→ **GIVEN PROBLEM 1**
In the career profile on mathematicians, transcribe the passage starting at "Key Requirements Excellent" and ending at "or more) In Demand!".
→ **GIVEN PROBLEM 2**
Answer these questions from the career profile on mathematicians:
(a) What minimum degree does the profile list?
(b) How many semester hours of mathematics courses can stand in for a mathematics major for entry-level federal government candidates?
(c) How many graduate programs in pure or applied mathematics were there in 2007?
→ **GIVEN PROBLEM 3**
Resume the career profile on mathematicians after its final sentence, keeping to its subject and style.
BEGIN PROVIDED TEXT
Key Facts & Information

Overview Mathematicians are part of an ancient tradition of searching for patterns, conjecturing, and figuring out truths based on rigorous deduction. Some mathematicians focus on purely theoretical problems, with no obvious or immediate applications, except to advance our understanding of mathematics, while others focus on applied mathematics, where they try to solve problems in economics, business, science, physics, or engineering.
Key Requirements Excellent spatial, analytical, and abstract-thinking skills, along with the ability to communicate with a variety of scientists and engineers
Minimum Degree Bachelor's degree
Subjects to Study in High School Physics, computer science, geometry, algebra II, pre-calculus, calculus, English; if available, statistics
Median Salary
U.S. Mean Annual Wage
Min Wage
Projected Job Growth (2014-2024) Much Faster than Average (21% or more) In Demand!
  • Read this interview to meet Karen Amanda Yeats who loves theoretical mathematics.
  • MIT professor Kiran Kedlaya is a mathematician, a juggler, a singer, a bicyclist, and a photographer, but most of all, he is a puzzler.
  • Read this interview to meet Dr. Bonita Saunders, an applied mathematician who is working to solve problems in science and engineering, and who also enjoys teaching math to students of all ages.
  • Meet Andrew Wiles, the man who solved Fermat's Last Theorem.
Related Occupations
  • Cost estimators
  • Compensation, benefits, and job analysis specialists
  • Insurance underwriters
  • Operations research analysts
  • Statisticians
  • Mathematical technicians
  • Statistical assistants
  • Traffic technicians
Source: O*Net

Training, Other Qualifications

A PhD degree in mathematics usually is the minimum educational requirement for prospective mathematicians, except in the federal government.

Education and Training

In the federal government, entry-level job candidates usually must have at least a bachelor's degree with a major in mathematics, or 24 semester hours of mathematics courses. Outside the federal government, bachelor's degree holders in mathematics usually are not qualified for most jobs, and many seek advanced degrees in mathematics or a related discipline.

Most colleges and universities offer a bachelor's degree in mathematics. Courses usually required for this degree include calculus, differential equations, and linear and abstract algebra. Additional courses might include probability theory and statistics, mathematical analysis, numerical analysis, topology, discrete mathematics, and mathematical logic. Many colleges and universities advise or require students majoring in mathematics to take courses in a closely related field, such as computer science, engineering, life science, physical science, or economics. A double major in mathematics and another related discipline is particularly desirable to many employers. High school students who are prospective college mathematics majors should take as many mathematics courses as possible while in high school.

In private industry, candidates for mathematician jobs typically need a PhD, although there may be opportunities for those with a master's degree. Most of the positions designated for mathematicians are in research and development laboratories, as part of technical teams.

In 2007, there were more than 300 graduate programs, offering both master's and doctoral degrees, in pure or applied mathematics around the country. In graduate school, students conduct research and take advanced courses, usually specializing in a subfield of mathematics.
END PROVIDED TEXT
BEGIN RAW DATA
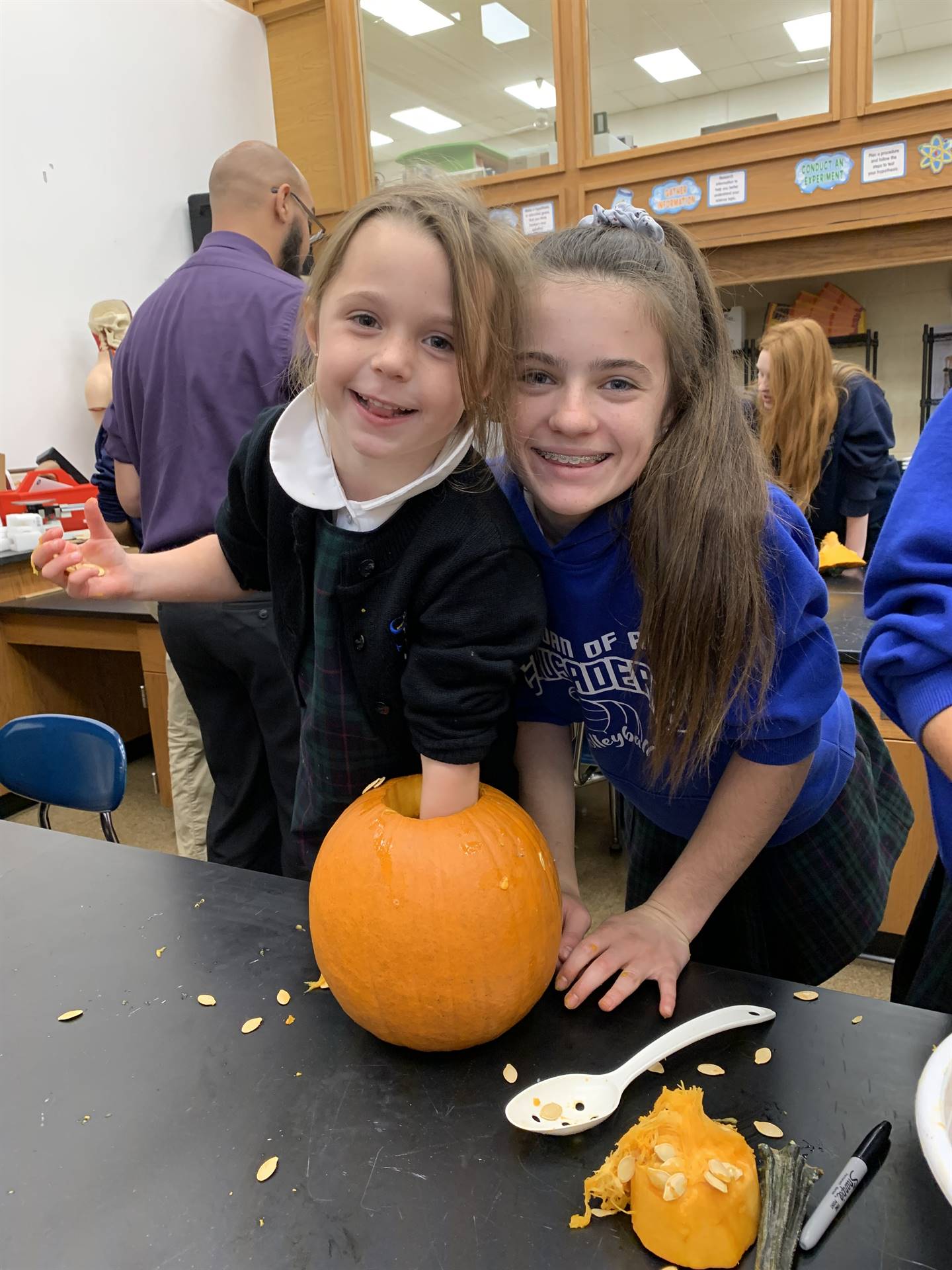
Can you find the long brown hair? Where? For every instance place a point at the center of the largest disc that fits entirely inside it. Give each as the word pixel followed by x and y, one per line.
END RAW DATA
→ **RESPONSE 1**
Key Requirements Excellent spatial, analytical, and abstract-thinking skills, along with the ability to communicate with a variety of scientists and engineers
Minimum Degree Bachelor's degree
Subjects to Study in High School Physics, computer science, geometry, algebra II, pre-calculus, calculus, English; if available, statistics
Median Salary
U.S. Mean Annual Wage
Min Wage
Projected Job Growth (2014-2024) Much Faster than Average (21% or more) In Demand!

→ **RESPONSE 2**
(a) A bachelor's degree.
(b) 24 semester hours.
(c) More than 300.

→ **RESPONSE 3**
Other Qualifications

For jobs in applied mathematics, training in the field in which mathematics will be used is very important. Mathematics is used extensively in physics, actuarial science, statistics, engineering, and operations research. Computer science, business and industrial management, economics, finance, chemistry, geology, life sciences, and behavioral sciences are likewise dependent on applied mathematics. Mathematicians also should have substantial knowledge of computer programming, because most complex mathematical computation and much mathematical modeling are done on a computer.

Mathematicians need to have good reasoning to identify, analyze, and apply basic principles to technical problems. Communication skills also are important, as mathematicians must be able to interact and discuss proposed solutions with people who may not have extensive knowledge of mathematics.

Nature of the Work

Mathematics is one of the oldest and most fundamental sciences. Mathematicians use mathematical theory, computational techniques, algorithms, and the latest computer technology to solve economic, scientific, engineering, physics, and business problems. The work of mathematicians falls into two broad classes—theoretical (pure) mathematics and applied mathematics. These classes, however, are not sharply defined and often overlap.

Watch this video to see how mathematicians create the animated characters and amazing graphics in movies.

Theoretical mathematicians advance mathematical knowledge by developing new principles and recognizing previously unknown relationships between existing principles of mathematics. Although these workers seek to increase basic knowledge without necessarily considering its practical use, such pure and abstract knowledge has been instrumental in producing or furthering many scientific and engineering achievements. Many theoretical mathematicians are employed as university faculty, dividing their time between teaching and conducting research.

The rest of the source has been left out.